Monday, December 10, 2007

WRITTEN WORD 40 - While I Was Away


I was like someone who has sojourned far from a familiar place, and when that person returns he finds there have been earthquakes and forest fires and hurricanes, and although the place has been quickly and carefully rebuilt to cover up the damage, nothing remains the same.

My subject matter, what I had to write about when I returned to writing, bore little resemblance to what my subject matter had been back when I thought I could write an amusing book about the family. Back when I was most interested in my stories that entailed exotic and erotic adventures in foreign lands far from any home or childhood.

While I was off on this sojourn, there had been a great deal of death, some of it metaphorical and some of it literal, as in the suicide of my Cousin Elka, who hung herself in San Diego where her absent husband had been teaching anthropology. I got the news while spending a few duty days in my mother’s brand-new West Coast Florida condominium, which looked like a prison from the outside, the building was so barren, and on the inside if you turned a door knob there was a good chance it would come off in your hand. My mother came into the tiny guest room – where three years back I had left my father dying in a rented hospital bed beside a rented steel contraption called a Hoyer Lift.

(Stored items from a collection)
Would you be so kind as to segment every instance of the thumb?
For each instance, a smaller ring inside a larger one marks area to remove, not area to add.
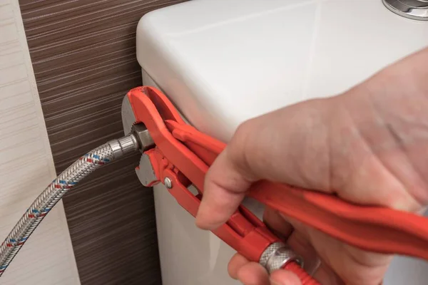
[[[218,155],[207,172],[203,199],[196,215],[196,225],[214,229],[222,225],[238,209],[245,191],[256,180],[249,171],[230,157],[230,147]]]

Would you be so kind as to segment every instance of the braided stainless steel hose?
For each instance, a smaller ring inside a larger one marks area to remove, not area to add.
[[[71,188],[106,163],[137,150],[133,134],[108,142],[80,157],[33,202],[0,246],[0,276],[45,216]]]

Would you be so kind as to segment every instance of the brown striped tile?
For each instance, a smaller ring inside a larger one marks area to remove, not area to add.
[[[146,12],[183,0],[20,0],[57,172],[123,135],[121,103],[141,85],[135,33]],[[153,193],[129,155],[64,197],[82,284],[160,284]]]

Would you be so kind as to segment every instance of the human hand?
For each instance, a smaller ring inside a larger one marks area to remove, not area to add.
[[[251,119],[210,168],[196,217],[203,229],[230,217],[250,185],[283,182],[363,204],[420,212],[428,205],[428,48],[351,90]],[[365,252],[268,209],[265,222],[303,256],[322,284],[379,285],[392,256]],[[294,285],[238,254],[229,274],[248,285]]]

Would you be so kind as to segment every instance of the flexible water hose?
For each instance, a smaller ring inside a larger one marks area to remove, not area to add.
[[[0,246],[0,276],[64,194],[105,164],[138,149],[136,137],[130,134],[88,152],[61,173],[33,202]]]
[[[70,189],[106,163],[138,149],[136,138],[129,134],[88,152],[61,172],[33,202],[0,246],[0,276],[37,226]],[[319,284],[294,262],[288,264],[285,269],[296,274],[303,285]]]

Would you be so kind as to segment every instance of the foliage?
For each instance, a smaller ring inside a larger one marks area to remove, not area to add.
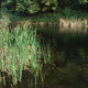
[[[23,69],[28,69],[36,77],[38,73],[42,74],[41,62],[50,62],[50,52],[40,46],[36,30],[25,24],[23,28],[16,25],[0,30],[0,69],[12,75],[13,84],[21,80]]]
[[[56,10],[57,0],[4,0],[1,3],[10,11],[36,13],[46,10]]]

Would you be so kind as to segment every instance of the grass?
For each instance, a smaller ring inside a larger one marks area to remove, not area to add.
[[[0,69],[12,76],[13,84],[21,80],[22,70],[42,74],[41,62],[50,62],[50,52],[40,46],[36,30],[26,25],[0,30]],[[44,61],[43,61],[44,59]],[[4,74],[3,74],[4,75]],[[4,80],[4,79],[3,79]],[[36,82],[35,82],[36,84]]]

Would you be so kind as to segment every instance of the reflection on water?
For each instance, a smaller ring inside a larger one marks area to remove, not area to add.
[[[88,29],[38,26],[42,45],[51,44],[51,64],[43,69],[44,82],[37,79],[37,88],[88,88]],[[22,81],[13,88],[34,88],[34,77],[23,72]],[[2,86],[2,85],[1,85]],[[0,86],[0,87],[1,87]],[[11,88],[10,79],[7,87]]]

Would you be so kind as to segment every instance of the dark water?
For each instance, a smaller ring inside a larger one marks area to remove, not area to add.
[[[51,45],[51,64],[43,69],[44,82],[37,81],[37,88],[88,88],[88,29],[59,29],[58,26],[38,26],[42,45]],[[22,81],[12,88],[34,88],[34,79],[23,72]],[[7,86],[11,81],[7,78]]]

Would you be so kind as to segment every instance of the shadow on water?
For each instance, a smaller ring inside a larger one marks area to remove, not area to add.
[[[37,88],[88,88],[88,29],[37,26],[37,34],[42,46],[51,44],[51,64],[44,66],[44,82],[42,86],[38,79]],[[23,72],[15,87],[8,79],[1,88],[34,88],[30,79],[34,81],[29,72]]]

= WHAT YOU WILL DO =
In the "While I Was Away" text, what reason is given for the mother's condominium looking like a prison from the outside?

= RESPONSE TO THIS EXERCISE =
The condominium looked like a prison from the outside because the building was so barren.